> **Extracted entries**
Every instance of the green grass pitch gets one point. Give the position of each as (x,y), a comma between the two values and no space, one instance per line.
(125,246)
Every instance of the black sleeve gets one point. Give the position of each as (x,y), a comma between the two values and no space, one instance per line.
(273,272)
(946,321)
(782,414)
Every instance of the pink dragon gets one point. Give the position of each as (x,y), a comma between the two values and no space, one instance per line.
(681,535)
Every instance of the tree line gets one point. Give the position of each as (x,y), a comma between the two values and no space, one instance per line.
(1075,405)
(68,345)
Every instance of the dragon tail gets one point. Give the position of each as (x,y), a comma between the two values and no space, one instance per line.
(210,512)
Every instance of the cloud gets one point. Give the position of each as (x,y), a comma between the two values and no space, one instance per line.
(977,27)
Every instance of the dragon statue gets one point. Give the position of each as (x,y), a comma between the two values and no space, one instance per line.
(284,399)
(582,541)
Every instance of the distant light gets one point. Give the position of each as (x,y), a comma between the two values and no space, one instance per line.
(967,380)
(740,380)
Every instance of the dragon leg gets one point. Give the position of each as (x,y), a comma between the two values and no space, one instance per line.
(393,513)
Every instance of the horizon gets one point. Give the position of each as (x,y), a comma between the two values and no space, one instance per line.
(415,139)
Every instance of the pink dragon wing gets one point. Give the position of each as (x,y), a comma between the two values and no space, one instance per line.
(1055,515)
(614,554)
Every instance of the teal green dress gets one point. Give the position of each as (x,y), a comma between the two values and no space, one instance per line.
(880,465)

> **Goal of the exercise**
Please set out every line of the listing above as a Markdown table with the columns Row and Line. Number each line in Row, put its text in Line, and skip any blank lines.

> **Written reply**
| Row | Line |
|---|---|
| 1 | Every instance of the green grass pitch gets one point. Give the position of each as (x,y), a comma between the two values and no space, one instance per line. |
| 2 | (125,246) |
| 3 | Every instance of the black sleeve gets one point. Give the position of each as (x,y), a comma between the two values and no space, one instance per line. |
| 4 | (273,272) |
| 5 | (946,321) |
| 6 | (782,414) |
| 7 | Every instance of the pink dragon gets one point. Give the position of each as (x,y), a comma between the two values and no space, one instance per line. |
| 8 | (681,535) |
| 9 | Every instance of the tree line gets one point. Give the position of each as (x,y), a comma between the two values and no space, one instance per line. |
| 10 | (1075,405) |
| 11 | (68,345) |
| 12 | Every instance of the dragon tail gets one point. Give the position of each as (x,y), a comma between the two values and no space, one instance per line. |
| 13 | (210,512) |
| 14 | Every instance of the cloud gets one point. Give the position of each as (x,y), a comma between the two values and no space, one instance per line. |
| 15 | (977,27) |
| 16 | Every instance of the dragon statue gets one point. Give the position of each as (x,y), a comma between the two values and no space, one instance per line. |
| 17 | (284,399) |
| 18 | (582,541) |
| 19 | Every instance of the distant light gets one point. Give the position of each as (x,y), a comma between the two values and no space, one instance per line. |
| 20 | (967,380) |
| 21 | (740,380) |
| 22 | Every instance of the dragon leg gets one point. Give the position of each as (x,y), a comma between the two values and no space, one instance per line. |
| 23 | (393,513) |
| 24 | Every instance of the horizon gets one point. Give the position of each as (x,y), a comma between the two values and no space, one instance per line. |
| 25 | (415,139) |
| 26 | Every instance of the pink dragon wing gets one point. Give the position of each as (x,y), a comma between the two values and no space, one instance per line. |
| 27 | (1055,515) |
| 28 | (614,554) |
| 29 | Every instance of the teal green dress gets one point. Give the position of each as (x,y), a comma between the two values and no space, one instance per line. |
| 30 | (880,465) |